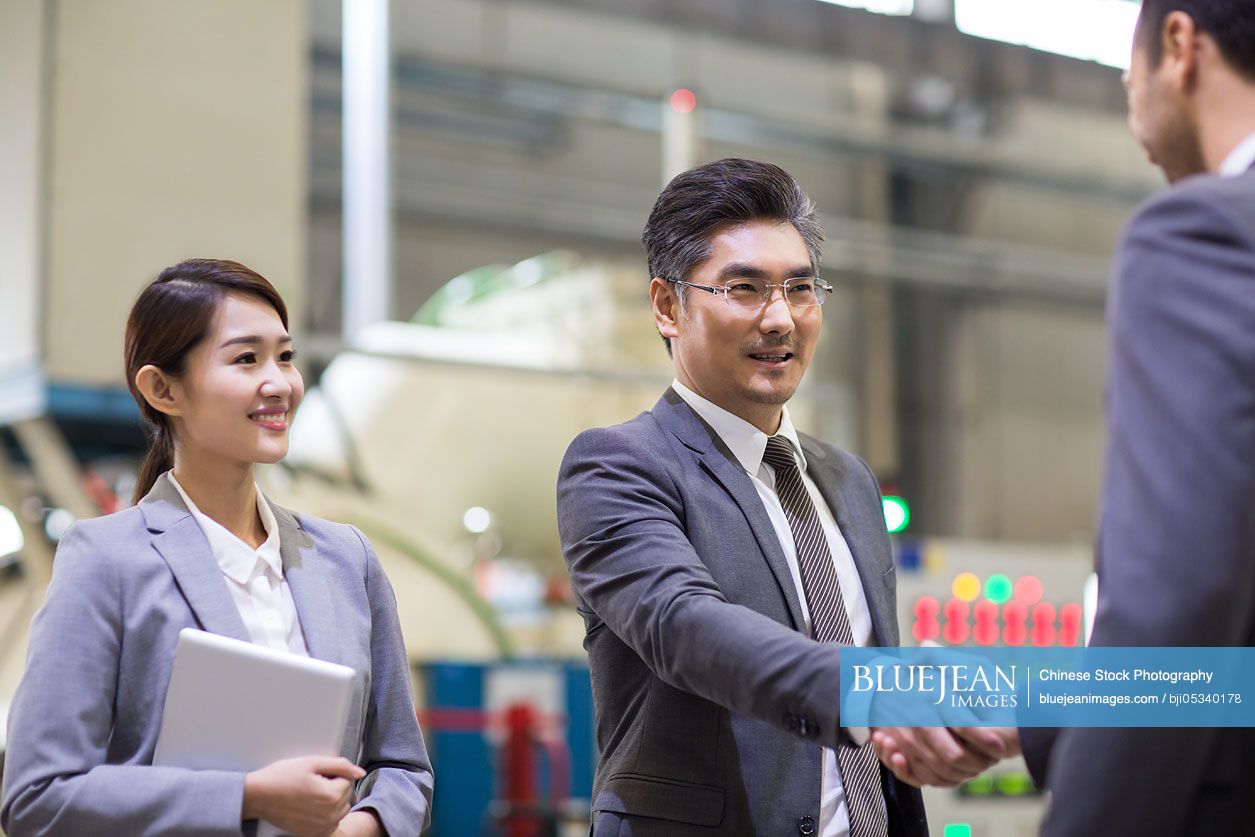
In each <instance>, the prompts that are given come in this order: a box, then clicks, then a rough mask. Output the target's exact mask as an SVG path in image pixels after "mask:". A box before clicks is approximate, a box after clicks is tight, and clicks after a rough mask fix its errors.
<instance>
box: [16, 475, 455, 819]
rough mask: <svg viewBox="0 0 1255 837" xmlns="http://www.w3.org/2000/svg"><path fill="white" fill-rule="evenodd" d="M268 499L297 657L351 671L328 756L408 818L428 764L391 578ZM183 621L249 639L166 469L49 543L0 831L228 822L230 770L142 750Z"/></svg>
mask: <svg viewBox="0 0 1255 837" xmlns="http://www.w3.org/2000/svg"><path fill="white" fill-rule="evenodd" d="M271 507H272V509H274V512H275V520H276V521H277V523H279V531H280V551H281V556H282V562H284V576H285V578H286V580H287V584H289V587H290V590H291V594H292V600H294V602H295V605H296V612H297V615H299V619H300V624H301V630H302V632H304V634H305V640H306V644H307V645H309V651H310V655H311V656H315V658H318V659H321V660H330V661H333V663H340V664H343V665H348V666H350V668H353V669H354V670H355V671H356V673H358V676H356V683H355V699H354V703H353V706H354V708H353V710H351V712H350V718H349V723H348V729H346V730H345V739H344V740H345V743H344V750H343V754H344V755H345V757H346V758H349V759H354V760H356V763H358V764H360V765H361V767H363V768H365V770H366V772H368V776H366V777H365V778H364V779H363V781H361V782H360V783H359V784H358V788H356V793H355V797H354V799H355V804H354V807H355V808H373V809H374V811H375V812H376V813H378V816H379V818H380V819H382V822H383V824H384V827H385V828H387V829H388V833H389V834H392V837H400V836H402V834H417V833H419V831H420V829H422V828H423V826H424V824H425V822H427V819H428V816H429V809H430V801H432V769H430V764H429V763H428V759H427V752H425V749H424V747H423V737H422V733H420V732H419V729H418V722H417V718H415V714H414V704H413V698H412V695H410V685H409V665H408V660H407V656H405V649H404V645H403V642H402V635H400V626H399V624H398V620H397V605H395V599H394V597H393V591H392V586H390V585H389V584H388V580H387V577H384V573H383V568H382V567H380V566H379V560H378V558H376V557H375V553H374V551H373V550H371V548H370V546H369V543H366V541H365V538H364V537H363V536H361V533H360V532H358V531H356V530H355V528H353V527H350V526H344V525H339V523H330V522H328V521H323V520H319V518H316V517H307V516H297V514H294V513H292V512H290V511H286V509H284V508H280V507H279V506H274V504H272V506H271ZM184 627H198V629H202V630H207V631H212V632H215V634H222V635H225V636H233V637H235V639H241V640H246V641H247V640H248V635H247V632H246V630H245V626H243V621H242V619H241V617H240V611H238V610H237V609H236V606H235V602H233V601H232V600H231V594H230V591H228V589H227V586H226V580H225V578H223V577H222V571H221V570H220V568H218V565H217V562H216V561H215V558H213V553H212V552H211V550H210V546H208V542H207V541H206V540H205V535H203V533H202V531H201V527H200V525H198V523H197V522H196V520H195V518H193V517H192V514H191V513H190V512H188V511H187V507H186V506H184V504H183V501H182V498H181V497H179V494H178V492H177V489H176V488H174V486H173V484H171V482H169V481H168V479H167V478H166V477H164V476H163V477H162V478H159V479H158V481H157V484H156V486H154V487H153V489H152V491H151V492H149V493H148V496H147V497H144V498H143V499H142V501H141V502H139V504H138V506H136V507H133V508H128V509H125V511H122V512H118V513H115V514H109V516H107V517H99V518H95V520H87V521H80V522H79V523H75V525H74V527H73V528H72V530H70V531H69V532H68V533H67V535H65V537H64V538H63V541H61V543H60V545H59V547H58V550H56V560H55V562H54V566H53V581H51V584H50V585H49V589H48V599H46V601H45V604H44V606H43V607H41V609H40V611H39V614H36V616H35V620H34V622H33V625H31V634H30V649H29V654H28V664H26V671H25V674H24V676H23V679H21V684H20V685H19V688H18V693H16V695H15V698H14V701H13V706H11V710H10V714H9V753H8V757H6V762H5V773H4V806H3V808H0V824H3V826H4V828H5V831H6V832H8V833H9V834H10V837H25V836H28V834H41V836H48V837H51V836H53V834H67V836H82V834H166V836H173V834H187V836H188V837H191V836H193V834H196V836H205V837H207V836H212V834H240V833H241V823H240V807H241V802H242V798H243V774H242V773H233V772H217V770H188V769H182V768H171V767H153V765H152V757H153V749H154V747H156V743H157V733H158V730H159V728H161V718H162V708H163V705H164V700H166V689H167V686H168V684H169V675H171V668H172V664H173V654H174V645H176V640H177V637H178V632H179V630H182V629H184ZM240 686H241V688H242V689H247V688H248V684H247V683H243V684H240ZM294 699H297V700H299V695H297V696H294Z"/></svg>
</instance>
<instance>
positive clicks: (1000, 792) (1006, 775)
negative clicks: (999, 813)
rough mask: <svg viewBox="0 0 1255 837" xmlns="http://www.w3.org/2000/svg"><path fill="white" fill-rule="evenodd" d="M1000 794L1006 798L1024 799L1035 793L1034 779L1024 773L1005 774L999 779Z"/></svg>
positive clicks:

# Exercise details:
All of the records above are to be written out exactly, minus their images.

# Expected answer:
In each <instance>, the prompts that are given come in this order: a box, then clicks, then a rough mask. Output the target's exact mask as an SVG path in image pixels after "mask:". A box before clicks is approximate, a box after clicks is tight, and clicks after a rough mask fix its errors.
<instance>
box: [16, 475, 455, 819]
rough mask: <svg viewBox="0 0 1255 837" xmlns="http://www.w3.org/2000/svg"><path fill="white" fill-rule="evenodd" d="M268 499L297 657L351 671L328 756L408 818L428 764L391 578ZM183 621L249 639L166 469L49 543L0 831L228 822L230 770L142 750Z"/></svg>
mask: <svg viewBox="0 0 1255 837" xmlns="http://www.w3.org/2000/svg"><path fill="white" fill-rule="evenodd" d="M271 507H272V509H274V512H275V520H276V521H277V523H279V531H280V551H281V556H282V562H284V576H285V578H286V580H287V584H289V587H290V590H291V594H292V600H294V602H295V605H296V612H297V615H299V619H300V624H301V630H302V632H304V634H305V640H306V644H307V645H309V651H310V655H311V656H315V658H318V659H321V660H330V661H333V663H340V664H343V665H348V666H350V668H353V669H354V670H355V671H356V673H358V676H356V683H355V699H354V703H353V706H354V708H353V710H351V712H350V718H349V723H348V729H346V730H345V739H344V740H345V743H344V750H343V754H344V755H345V757H346V758H349V759H354V760H356V763H358V764H360V765H361V767H363V768H365V770H366V772H368V776H366V777H365V778H364V779H363V781H361V782H360V783H359V784H358V788H356V793H355V797H354V799H355V804H354V807H355V808H373V809H374V811H375V812H376V813H378V816H379V818H380V819H382V822H383V824H384V827H385V828H387V829H388V833H389V834H392V837H400V836H402V834H417V833H419V831H420V829H422V828H423V826H424V824H425V822H427V819H428V816H429V809H430V801H432V769H430V764H429V763H428V759H427V752H425V749H424V747H423V737H422V733H420V732H419V729H418V722H417V718H415V714H414V704H413V698H412V695H410V685H409V665H408V660H407V656H405V649H404V645H403V642H402V635H400V626H399V624H398V620H397V605H395V599H394V597H393V591H392V586H390V585H389V584H388V580H387V577H384V573H383V568H382V567H380V566H379V560H378V558H376V557H375V553H374V551H373V550H371V548H370V546H369V543H366V541H365V538H364V537H363V536H361V533H360V532H358V531H356V530H355V528H353V527H350V526H344V525H339V523H330V522H328V521H323V520H319V518H316V517H307V516H297V514H294V513H292V512H290V511H286V509H284V508H280V507H279V506H274V504H272V506H271ZM184 627H198V629H202V630H207V631H212V632H215V634H222V635H225V636H233V637H235V639H241V640H246V641H247V640H248V635H247V632H246V630H245V626H243V621H242V619H241V617H240V611H238V610H237V609H236V606H235V602H233V601H232V600H231V594H230V591H228V589H227V586H226V580H225V578H223V577H222V571H221V570H220V568H218V565H217V562H216V561H215V558H213V553H212V552H211V550H210V546H208V542H207V541H206V540H205V535H203V533H202V531H201V527H200V525H198V523H197V522H196V520H195V518H193V517H192V514H191V513H190V512H188V511H187V507H186V506H184V504H183V501H182V498H181V497H179V494H178V492H177V489H176V488H174V486H173V484H171V482H169V481H168V479H167V478H166V477H164V476H163V477H162V478H159V479H158V481H157V484H156V486H154V487H153V489H152V491H151V492H149V493H148V496H147V497H144V498H143V499H142V501H141V502H139V504H138V506H136V507H133V508H128V509H125V511H122V512H118V513H115V514H109V516H107V517H99V518H95V520H87V521H80V522H79V523H75V525H74V527H73V528H72V530H70V531H69V532H68V533H67V535H65V537H64V538H63V541H61V543H60V545H59V547H58V550H56V560H55V562H54V566H53V581H51V584H50V585H49V589H48V599H46V601H45V604H44V606H43V607H41V609H40V611H39V614H36V616H35V620H34V622H33V625H31V634H30V649H29V654H28V664H26V671H25V674H24V676H23V679H21V684H20V685H19V688H18V693H16V695H15V698H14V701H13V706H11V710H10V714H9V753H8V757H6V762H5V773H4V806H3V808H0V824H3V826H4V828H5V831H6V832H8V833H9V834H10V837H25V836H28V834H41V836H48V837H51V836H53V834H67V836H82V834H166V836H173V834H187V836H188V837H191V836H193V834H196V836H205V837H207V836H212V834H240V833H241V823H240V807H241V802H242V798H243V774H242V773H233V772H217V770H188V769H182V768H171V767H153V765H152V757H153V749H154V747H156V743H157V733H158V730H159V728H161V718H162V708H163V705H164V700H166V689H167V686H168V684H169V675H171V668H172V664H173V654H174V645H176V640H177V637H178V632H179V630H182V629H184ZM240 686H241V688H242V689H247V688H248V684H247V683H243V684H240ZM294 699H297V700H299V695H297V696H294Z"/></svg>
</instance>
<instance>
positive clicks: (1000, 792) (1006, 775)
negative clicks: (999, 813)
rough mask: <svg viewBox="0 0 1255 837" xmlns="http://www.w3.org/2000/svg"><path fill="white" fill-rule="evenodd" d="M1000 794L1006 798L1024 799L1035 793L1034 779L1024 773L1005 774L999 779Z"/></svg>
positive clicks:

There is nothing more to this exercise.